* _Problem set_
1 - Summarize the account of the film panel in two sentences.
2 - Decide whether each statement agrees with the account of the film panel: (a) the writer told Leigh that watching his films brought on thoughts of slitting one's wrists; (b) the lady reported that the British press considered Frenzy unrepresentative of 1970s London; (c) Anthony Shaffer wrote the screenplay of Frenzy. Answer yes or no for each, quoting the deciding words of the account.

* _Page extract_
The film-makers mentioned the various period films they had made, from Vera Drake to Scandal, that recreated parts of London now lost to time. Their comments were interesting, especially as they described the ease or difficulty, as the case may be, to recreate London's past. The audience was invited to ask questions of the panel. I thought I was on to a winner when I asked the filmmakers if they felt it incumbent on directors to make films that capture a snapshot of contemporary London life , for the benefit of future generations, just as Hitchcock did with Frenzy. For reasons unknown, my question must have offended Mr Leigh. Missing the point completely, Leigh launched into a bombastic tirade shouting at me, although I sat only a few metres away, "Frenzy is a horrible film. It's sloppy. It's superficial. It says nothing about London life, and it shouldn't be in the Time Out list. I hope to never make a film like Frenzy. I'd be very happy if none of my films ever stoop to the levels of Frenzy."

"Hey Mike", I screamed, "at least Hitch's film tells us the world isn't a shitty hole of despair. At least I can watch his films without wanting to slit my wrists by the third act. Unlike your stuff..."
Well, actually, I didn't say that.

The audience seemed to be waiting all night for a classic ouburst from the easily irritable Leigh, and with my question they got it. Their cackles of laughter grew to howls, as I tried to shrink into my seat and disappear. It wasn't his criticism that bothered me, it was the tone of his accusatory tirade. At somewhat of a disadvantage, I felt helpless to respond. I just smiled meekly and pretended to laugh along with the audience, all the time praying his outburst, and my restraint, was definitive of our respective characters.

And then, from my extreme left, I heard someone interrupt the director's ranting. This lady informed the audience that she had once met Hitchcock, and even interviewed him. She tried to elicit more information from Leigh, informing both him and the audience, that the British press slated Hitchcock over Frenzy, feeling it was not representative of 1970s London. Sadly, that line of attack didn't succeed in furthering a constructive exchange. Leigh grumbled along the same line, the laughter slowly subsided, and the "chat" eventually got going again, on a different topic.

At the conclusion of the event, I had a brief conversation with the lady who interruped Leigh. She mentioned that the Brits, in her experience, are very sensitive of how foreigners perceive London, which might explain (i) the British press' condemnation of Frenzy as old and tired, and to a lesser extent (ii) Leigh's outburst. In her words, Londoners don't want to be reminded of "Jack the Ripper" London. And with that, I was reminded of something I read in Anthony Shaffer's autobiography (he being the screenwriter of Frenzy, playwright of Sleuth, and third husband to Diane Cilento).

Shaffer wrote that tourists comes to London with an expectation that the streets are shrouded in fog, and the alleyways are littered with ripped whores. This is the mythic city of London. A fictional mirror to its real twin. Art informed by life. It's the very city that the tourist read about in books, or watch on the screen at the cinema. And whether motivated by film, literature, or pop culture lore, these tourists are set-jetting. Hitch knew this, being more astute than some of his contemporaries, or even some contemporary film snobs, will acknowledge.

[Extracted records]
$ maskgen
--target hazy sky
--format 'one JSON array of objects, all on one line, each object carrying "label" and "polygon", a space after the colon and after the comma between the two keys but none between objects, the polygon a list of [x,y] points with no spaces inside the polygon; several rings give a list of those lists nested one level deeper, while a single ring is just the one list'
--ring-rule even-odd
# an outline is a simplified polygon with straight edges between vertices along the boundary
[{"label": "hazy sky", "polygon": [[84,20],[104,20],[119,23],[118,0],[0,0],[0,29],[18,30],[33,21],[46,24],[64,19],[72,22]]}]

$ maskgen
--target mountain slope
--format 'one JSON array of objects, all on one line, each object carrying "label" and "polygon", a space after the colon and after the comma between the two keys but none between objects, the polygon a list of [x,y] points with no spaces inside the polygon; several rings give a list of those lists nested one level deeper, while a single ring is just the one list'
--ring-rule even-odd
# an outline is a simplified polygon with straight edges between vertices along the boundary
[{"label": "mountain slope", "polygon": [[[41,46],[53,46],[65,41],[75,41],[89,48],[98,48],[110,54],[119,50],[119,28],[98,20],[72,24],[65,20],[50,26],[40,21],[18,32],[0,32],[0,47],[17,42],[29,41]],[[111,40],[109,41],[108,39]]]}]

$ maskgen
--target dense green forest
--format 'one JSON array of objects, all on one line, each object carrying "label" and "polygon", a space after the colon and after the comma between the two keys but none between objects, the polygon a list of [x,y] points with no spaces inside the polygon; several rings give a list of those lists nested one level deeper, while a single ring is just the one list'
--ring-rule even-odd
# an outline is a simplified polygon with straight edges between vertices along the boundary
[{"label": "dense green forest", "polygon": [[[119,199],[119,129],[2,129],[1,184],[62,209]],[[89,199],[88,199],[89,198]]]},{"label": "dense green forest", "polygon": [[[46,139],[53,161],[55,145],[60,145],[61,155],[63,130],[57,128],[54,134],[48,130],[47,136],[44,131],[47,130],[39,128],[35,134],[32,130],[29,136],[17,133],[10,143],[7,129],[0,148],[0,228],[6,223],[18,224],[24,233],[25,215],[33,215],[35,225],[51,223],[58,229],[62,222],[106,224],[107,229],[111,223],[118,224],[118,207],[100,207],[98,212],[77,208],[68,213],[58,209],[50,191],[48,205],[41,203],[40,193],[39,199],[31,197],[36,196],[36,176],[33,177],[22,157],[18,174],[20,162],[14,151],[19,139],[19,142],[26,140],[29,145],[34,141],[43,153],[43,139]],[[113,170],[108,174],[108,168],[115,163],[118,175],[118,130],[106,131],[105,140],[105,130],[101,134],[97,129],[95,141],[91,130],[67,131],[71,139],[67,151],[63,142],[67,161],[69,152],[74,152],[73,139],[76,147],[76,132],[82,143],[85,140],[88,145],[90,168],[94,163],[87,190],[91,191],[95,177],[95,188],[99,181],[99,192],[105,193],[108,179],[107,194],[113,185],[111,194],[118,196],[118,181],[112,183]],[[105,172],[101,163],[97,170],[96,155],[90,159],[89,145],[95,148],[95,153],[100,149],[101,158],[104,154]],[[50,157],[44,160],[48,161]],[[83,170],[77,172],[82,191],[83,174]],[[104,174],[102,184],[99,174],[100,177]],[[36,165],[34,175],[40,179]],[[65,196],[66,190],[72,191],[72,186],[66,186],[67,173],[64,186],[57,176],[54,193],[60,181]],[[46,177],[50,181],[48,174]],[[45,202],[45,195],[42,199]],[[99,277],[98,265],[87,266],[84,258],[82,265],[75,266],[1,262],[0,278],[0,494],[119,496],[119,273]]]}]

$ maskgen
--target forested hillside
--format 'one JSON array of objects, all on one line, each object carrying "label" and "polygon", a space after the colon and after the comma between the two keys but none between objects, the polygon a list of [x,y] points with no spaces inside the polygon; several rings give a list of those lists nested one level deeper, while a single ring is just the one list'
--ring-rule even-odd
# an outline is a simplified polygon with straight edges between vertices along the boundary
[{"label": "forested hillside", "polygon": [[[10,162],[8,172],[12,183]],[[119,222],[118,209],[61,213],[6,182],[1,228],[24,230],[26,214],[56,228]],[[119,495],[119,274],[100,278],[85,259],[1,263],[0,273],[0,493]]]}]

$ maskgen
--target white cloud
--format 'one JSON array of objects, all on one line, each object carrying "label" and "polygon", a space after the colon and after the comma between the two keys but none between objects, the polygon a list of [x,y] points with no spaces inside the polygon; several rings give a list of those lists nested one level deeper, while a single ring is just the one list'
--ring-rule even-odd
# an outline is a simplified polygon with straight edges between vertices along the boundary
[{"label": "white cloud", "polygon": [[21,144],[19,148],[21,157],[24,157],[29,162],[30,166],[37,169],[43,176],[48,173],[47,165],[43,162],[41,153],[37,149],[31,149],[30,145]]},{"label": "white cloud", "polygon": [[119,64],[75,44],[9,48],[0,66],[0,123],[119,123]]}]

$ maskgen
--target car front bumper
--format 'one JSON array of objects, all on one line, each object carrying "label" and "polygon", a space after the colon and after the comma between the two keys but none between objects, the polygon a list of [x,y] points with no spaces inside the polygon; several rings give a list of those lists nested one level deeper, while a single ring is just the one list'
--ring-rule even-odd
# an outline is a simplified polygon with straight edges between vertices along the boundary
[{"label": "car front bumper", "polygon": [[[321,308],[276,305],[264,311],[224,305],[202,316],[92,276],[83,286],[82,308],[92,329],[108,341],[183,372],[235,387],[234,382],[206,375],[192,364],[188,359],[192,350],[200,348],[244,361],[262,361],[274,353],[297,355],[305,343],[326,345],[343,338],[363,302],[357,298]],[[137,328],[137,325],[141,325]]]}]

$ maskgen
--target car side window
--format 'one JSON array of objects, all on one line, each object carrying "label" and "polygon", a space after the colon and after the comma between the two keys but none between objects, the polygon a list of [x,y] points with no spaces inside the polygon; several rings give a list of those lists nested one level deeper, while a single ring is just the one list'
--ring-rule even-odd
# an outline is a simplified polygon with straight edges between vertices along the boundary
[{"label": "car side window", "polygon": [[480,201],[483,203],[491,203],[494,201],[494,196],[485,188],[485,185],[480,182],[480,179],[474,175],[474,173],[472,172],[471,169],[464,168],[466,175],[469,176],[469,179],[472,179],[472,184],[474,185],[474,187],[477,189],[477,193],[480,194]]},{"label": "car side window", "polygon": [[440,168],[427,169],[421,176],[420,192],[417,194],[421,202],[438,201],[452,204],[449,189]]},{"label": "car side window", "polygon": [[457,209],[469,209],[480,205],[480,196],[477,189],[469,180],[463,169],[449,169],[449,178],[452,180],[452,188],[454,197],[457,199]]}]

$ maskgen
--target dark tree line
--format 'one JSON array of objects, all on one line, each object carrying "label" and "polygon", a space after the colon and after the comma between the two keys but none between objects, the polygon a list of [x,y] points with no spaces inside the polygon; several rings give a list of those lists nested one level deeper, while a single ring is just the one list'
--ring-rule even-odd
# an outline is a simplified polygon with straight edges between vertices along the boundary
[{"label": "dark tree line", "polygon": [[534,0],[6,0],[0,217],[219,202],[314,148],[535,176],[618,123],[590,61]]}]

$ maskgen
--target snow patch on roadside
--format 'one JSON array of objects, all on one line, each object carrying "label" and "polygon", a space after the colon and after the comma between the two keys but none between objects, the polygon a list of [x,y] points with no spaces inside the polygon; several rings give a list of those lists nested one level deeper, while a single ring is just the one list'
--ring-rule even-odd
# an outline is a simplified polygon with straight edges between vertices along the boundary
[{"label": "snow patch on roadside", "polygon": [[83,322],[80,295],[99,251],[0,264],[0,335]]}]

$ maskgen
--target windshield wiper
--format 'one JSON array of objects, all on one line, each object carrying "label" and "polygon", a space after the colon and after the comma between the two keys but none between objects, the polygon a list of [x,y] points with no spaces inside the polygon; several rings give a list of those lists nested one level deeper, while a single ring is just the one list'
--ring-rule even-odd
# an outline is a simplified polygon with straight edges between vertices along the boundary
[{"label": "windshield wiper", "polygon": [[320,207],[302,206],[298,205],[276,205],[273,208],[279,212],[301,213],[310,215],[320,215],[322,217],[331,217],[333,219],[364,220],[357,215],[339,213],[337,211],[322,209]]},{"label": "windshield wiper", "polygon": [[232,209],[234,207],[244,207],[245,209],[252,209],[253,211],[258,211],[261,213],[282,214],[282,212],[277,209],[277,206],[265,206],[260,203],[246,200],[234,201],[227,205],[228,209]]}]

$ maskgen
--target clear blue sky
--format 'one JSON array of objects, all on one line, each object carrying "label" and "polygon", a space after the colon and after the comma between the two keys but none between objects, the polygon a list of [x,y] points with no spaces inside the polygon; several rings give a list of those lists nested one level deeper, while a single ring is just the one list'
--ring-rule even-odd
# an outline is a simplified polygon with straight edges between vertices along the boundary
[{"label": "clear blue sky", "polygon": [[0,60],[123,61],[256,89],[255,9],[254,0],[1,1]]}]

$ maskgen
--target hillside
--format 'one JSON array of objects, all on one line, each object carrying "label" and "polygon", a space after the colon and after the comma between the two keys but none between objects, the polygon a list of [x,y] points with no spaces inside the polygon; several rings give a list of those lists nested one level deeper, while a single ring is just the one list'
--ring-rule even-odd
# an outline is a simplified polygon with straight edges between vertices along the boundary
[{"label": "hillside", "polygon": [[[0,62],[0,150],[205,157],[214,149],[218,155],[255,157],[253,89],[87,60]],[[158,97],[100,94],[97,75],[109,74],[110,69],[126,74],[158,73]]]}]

* _Per-task outputs_
1 - At a panel where film-makers discussed recreating lost parts of London, the writer asked whether directors should capture contemporary London life for future generations, as Hitchcock did with Frenzy, and Mike Leigh answered with a tirade calling Frenzy horrible, sloppy and superficial while the audience laughed. Afterward, a lady who had once met and interviewed Hitchcock suggested that Britons are sensitive to how foreigners perceive London, which reminded the writer of Anthony Shaffer's observation that tourists arrive expecting a mythic, fog-shrouded city, something Hitchcock understood.

2 -
(a) No: "Well, actually, I didn't say that."
(b) Yes: "the British press slated Hitchcock over Frenzy, feeling it was not representative of 1970s London"
(c) Yes: "he being the screenwriter of Frenzy"